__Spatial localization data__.
********************
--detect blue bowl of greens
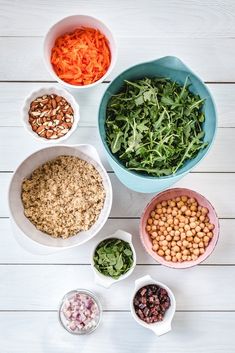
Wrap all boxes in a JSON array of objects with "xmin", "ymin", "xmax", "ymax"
[{"xmin": 98, "ymin": 56, "xmax": 217, "ymax": 193}]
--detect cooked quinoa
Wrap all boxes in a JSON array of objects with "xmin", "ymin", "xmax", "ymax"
[{"xmin": 21, "ymin": 155, "xmax": 106, "ymax": 238}]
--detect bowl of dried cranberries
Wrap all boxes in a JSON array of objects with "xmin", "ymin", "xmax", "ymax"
[{"xmin": 130, "ymin": 275, "xmax": 176, "ymax": 336}]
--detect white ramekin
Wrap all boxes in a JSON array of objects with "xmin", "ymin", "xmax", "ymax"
[
  {"xmin": 22, "ymin": 86, "xmax": 80, "ymax": 143},
  {"xmin": 130, "ymin": 275, "xmax": 176, "ymax": 336},
  {"xmin": 91, "ymin": 230, "xmax": 137, "ymax": 288},
  {"xmin": 43, "ymin": 15, "xmax": 117, "ymax": 90}
]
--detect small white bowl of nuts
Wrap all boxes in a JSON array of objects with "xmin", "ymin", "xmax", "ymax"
[
  {"xmin": 140, "ymin": 188, "xmax": 219, "ymax": 269},
  {"xmin": 22, "ymin": 86, "xmax": 79, "ymax": 142}
]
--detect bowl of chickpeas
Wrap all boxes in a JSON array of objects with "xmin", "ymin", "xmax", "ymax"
[{"xmin": 140, "ymin": 188, "xmax": 219, "ymax": 268}]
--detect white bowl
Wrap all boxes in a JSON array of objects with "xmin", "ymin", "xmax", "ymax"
[
  {"xmin": 130, "ymin": 275, "xmax": 176, "ymax": 336},
  {"xmin": 8, "ymin": 144, "xmax": 112, "ymax": 254},
  {"xmin": 91, "ymin": 230, "xmax": 137, "ymax": 288},
  {"xmin": 43, "ymin": 15, "xmax": 117, "ymax": 89},
  {"xmin": 22, "ymin": 86, "xmax": 80, "ymax": 143}
]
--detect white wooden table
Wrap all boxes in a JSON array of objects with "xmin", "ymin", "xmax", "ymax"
[{"xmin": 0, "ymin": 1, "xmax": 235, "ymax": 351}]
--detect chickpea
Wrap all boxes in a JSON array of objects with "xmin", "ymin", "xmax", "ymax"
[
  {"xmin": 153, "ymin": 220, "xmax": 158, "ymax": 226},
  {"xmin": 157, "ymin": 208, "xmax": 163, "ymax": 215},
  {"xmin": 151, "ymin": 232, "xmax": 158, "ymax": 238},
  {"xmin": 162, "ymin": 216, "xmax": 167, "ymax": 222},
  {"xmin": 162, "ymin": 201, "xmax": 167, "ymax": 207},
  {"xmin": 208, "ymin": 223, "xmax": 214, "ymax": 230},
  {"xmin": 150, "ymin": 211, "xmax": 155, "ymax": 218},
  {"xmin": 174, "ymin": 235, "xmax": 180, "ymax": 241},
  {"xmin": 170, "ymin": 201, "xmax": 176, "ymax": 207},
  {"xmin": 163, "ymin": 230, "xmax": 168, "ymax": 236},
  {"xmin": 203, "ymin": 235, "xmax": 210, "ymax": 243},
  {"xmin": 146, "ymin": 225, "xmax": 151, "ymax": 232},
  {"xmin": 195, "ymin": 225, "xmax": 201, "ymax": 233},
  {"xmin": 162, "ymin": 240, "xmax": 168, "ymax": 246},
  {"xmin": 171, "ymin": 250, "xmax": 176, "ymax": 257},
  {"xmin": 190, "ymin": 205, "xmax": 197, "ymax": 212},
  {"xmin": 165, "ymin": 255, "xmax": 172, "ymax": 261},
  {"xmin": 173, "ymin": 245, "xmax": 180, "ymax": 252},
  {"xmin": 192, "ymin": 254, "xmax": 198, "ymax": 261},
  {"xmin": 176, "ymin": 252, "xmax": 182, "ymax": 260},
  {"xmin": 191, "ymin": 211, "xmax": 197, "ymax": 217},
  {"xmin": 194, "ymin": 236, "xmax": 200, "ymax": 244},
  {"xmin": 156, "ymin": 236, "xmax": 160, "ymax": 241},
  {"xmin": 187, "ymin": 236, "xmax": 193, "ymax": 242},
  {"xmin": 177, "ymin": 240, "xmax": 182, "ymax": 247},
  {"xmin": 199, "ymin": 215, "xmax": 205, "ymax": 222},
  {"xmin": 172, "ymin": 257, "xmax": 177, "ymax": 263},
  {"xmin": 156, "ymin": 203, "xmax": 161, "ymax": 209},
  {"xmin": 153, "ymin": 244, "xmax": 159, "ymax": 251},
  {"xmin": 177, "ymin": 201, "xmax": 184, "ymax": 208},
  {"xmin": 181, "ymin": 205, "xmax": 187, "ymax": 213},
  {"xmin": 182, "ymin": 255, "xmax": 188, "ymax": 261},
  {"xmin": 147, "ymin": 218, "xmax": 153, "ymax": 225},
  {"xmin": 187, "ymin": 255, "xmax": 192, "ymax": 261},
  {"xmin": 201, "ymin": 207, "xmax": 208, "ymax": 215},
  {"xmin": 186, "ymin": 230, "xmax": 193, "ymax": 237},
  {"xmin": 198, "ymin": 241, "xmax": 204, "ymax": 248},
  {"xmin": 154, "ymin": 214, "xmax": 160, "ymax": 220},
  {"xmin": 184, "ymin": 224, "xmax": 190, "ymax": 231},
  {"xmin": 169, "ymin": 230, "xmax": 175, "ymax": 237},
  {"xmin": 199, "ymin": 248, "xmax": 205, "ymax": 254},
  {"xmin": 182, "ymin": 240, "xmax": 188, "ymax": 247},
  {"xmin": 174, "ymin": 230, "xmax": 180, "ymax": 237},
  {"xmin": 207, "ymin": 232, "xmax": 213, "ymax": 239},
  {"xmin": 204, "ymin": 227, "xmax": 209, "ymax": 233},
  {"xmin": 174, "ymin": 225, "xmax": 179, "ymax": 230},
  {"xmin": 167, "ymin": 207, "xmax": 172, "ymax": 214},
  {"xmin": 166, "ymin": 235, "xmax": 172, "ymax": 241},
  {"xmin": 181, "ymin": 232, "xmax": 186, "ymax": 240},
  {"xmin": 160, "ymin": 235, "xmax": 165, "ymax": 241},
  {"xmin": 167, "ymin": 226, "xmax": 172, "ymax": 232},
  {"xmin": 179, "ymin": 222, "xmax": 184, "ymax": 229},
  {"xmin": 192, "ymin": 229, "xmax": 196, "ymax": 235},
  {"xmin": 172, "ymin": 210, "xmax": 178, "ymax": 217},
  {"xmin": 182, "ymin": 249, "xmax": 189, "ymax": 256},
  {"xmin": 151, "ymin": 225, "xmax": 157, "ymax": 231},
  {"xmin": 171, "ymin": 241, "xmax": 176, "ymax": 247},
  {"xmin": 165, "ymin": 249, "xmax": 171, "ymax": 256},
  {"xmin": 193, "ymin": 248, "xmax": 200, "ymax": 256},
  {"xmin": 193, "ymin": 243, "xmax": 198, "ymax": 249},
  {"xmin": 181, "ymin": 196, "xmax": 188, "ymax": 202},
  {"xmin": 162, "ymin": 246, "xmax": 168, "ymax": 251},
  {"xmin": 167, "ymin": 218, "xmax": 173, "ymax": 225},
  {"xmin": 158, "ymin": 249, "xmax": 164, "ymax": 256},
  {"xmin": 197, "ymin": 232, "xmax": 204, "ymax": 238},
  {"xmin": 190, "ymin": 222, "xmax": 196, "ymax": 229},
  {"xmin": 185, "ymin": 209, "xmax": 191, "ymax": 216}
]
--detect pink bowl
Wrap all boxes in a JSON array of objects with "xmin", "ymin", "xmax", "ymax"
[{"xmin": 140, "ymin": 188, "xmax": 220, "ymax": 269}]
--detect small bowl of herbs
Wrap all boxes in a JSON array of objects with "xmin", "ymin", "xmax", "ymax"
[
  {"xmin": 91, "ymin": 229, "xmax": 136, "ymax": 288},
  {"xmin": 98, "ymin": 56, "xmax": 217, "ymax": 193}
]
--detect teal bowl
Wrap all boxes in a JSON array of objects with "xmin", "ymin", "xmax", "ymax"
[{"xmin": 98, "ymin": 56, "xmax": 217, "ymax": 193}]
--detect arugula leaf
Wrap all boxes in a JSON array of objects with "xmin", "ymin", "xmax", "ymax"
[{"xmin": 105, "ymin": 77, "xmax": 208, "ymax": 176}]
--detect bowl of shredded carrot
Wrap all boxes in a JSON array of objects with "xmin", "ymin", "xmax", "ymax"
[{"xmin": 44, "ymin": 15, "xmax": 117, "ymax": 89}]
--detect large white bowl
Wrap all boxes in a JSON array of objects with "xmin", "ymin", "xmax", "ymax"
[
  {"xmin": 43, "ymin": 15, "xmax": 117, "ymax": 90},
  {"xmin": 8, "ymin": 144, "xmax": 112, "ymax": 254}
]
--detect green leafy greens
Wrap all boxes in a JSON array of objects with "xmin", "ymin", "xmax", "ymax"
[
  {"xmin": 105, "ymin": 77, "xmax": 208, "ymax": 176},
  {"xmin": 93, "ymin": 238, "xmax": 134, "ymax": 279}
]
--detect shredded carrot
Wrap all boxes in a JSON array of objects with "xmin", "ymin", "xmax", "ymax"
[{"xmin": 51, "ymin": 27, "xmax": 111, "ymax": 86}]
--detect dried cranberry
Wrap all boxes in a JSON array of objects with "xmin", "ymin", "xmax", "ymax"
[{"xmin": 133, "ymin": 284, "xmax": 171, "ymax": 324}]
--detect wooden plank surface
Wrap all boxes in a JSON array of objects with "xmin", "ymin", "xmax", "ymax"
[
  {"xmin": 0, "ymin": 0, "xmax": 234, "ymax": 38},
  {"xmin": 1, "ymin": 311, "xmax": 235, "ymax": 353},
  {"xmin": 0, "ymin": 218, "xmax": 234, "ymax": 264},
  {"xmin": 0, "ymin": 312, "xmax": 234, "ymax": 353},
  {"xmin": 0, "ymin": 126, "xmax": 234, "ymax": 172},
  {"xmin": 1, "ymin": 82, "xmax": 235, "ymax": 128},
  {"xmin": 0, "ymin": 37, "xmax": 235, "ymax": 81},
  {"xmin": 0, "ymin": 265, "xmax": 235, "ymax": 310},
  {"xmin": 1, "ymin": 172, "xmax": 234, "ymax": 218}
]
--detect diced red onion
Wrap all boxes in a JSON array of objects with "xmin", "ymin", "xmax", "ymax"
[{"xmin": 62, "ymin": 292, "xmax": 100, "ymax": 333}]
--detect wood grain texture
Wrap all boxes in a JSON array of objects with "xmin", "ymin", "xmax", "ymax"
[
  {"xmin": 0, "ymin": 37, "xmax": 235, "ymax": 81},
  {"xmin": 0, "ymin": 126, "xmax": 234, "ymax": 172},
  {"xmin": 0, "ymin": 312, "xmax": 234, "ymax": 353},
  {"xmin": 0, "ymin": 0, "xmax": 234, "ymax": 38},
  {"xmin": 0, "ymin": 82, "xmax": 235, "ymax": 127},
  {"xmin": 0, "ymin": 265, "xmax": 234, "ymax": 310},
  {"xmin": 0, "ymin": 218, "xmax": 234, "ymax": 264},
  {"xmin": 1, "ymin": 172, "xmax": 234, "ymax": 218}
]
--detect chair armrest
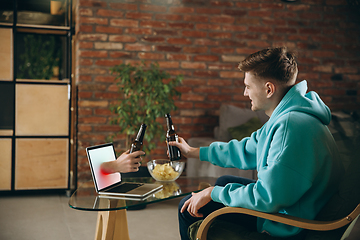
********************
__BRIEF__.
In the entries above, the lines from the one bearing "--detect bowl of dried cranberries" up to and including the one bearing "--detect white ramekin" should be transcribed exactly; no other line is wanted.

__ANSWER SPACE__.
--detect bowl of dried cranberries
Wrap all boxes in a JSON array of objects with "xmin", "ymin", "xmax", "ymax"
[{"xmin": 130, "ymin": 275, "xmax": 176, "ymax": 336}]
--detect white ramekin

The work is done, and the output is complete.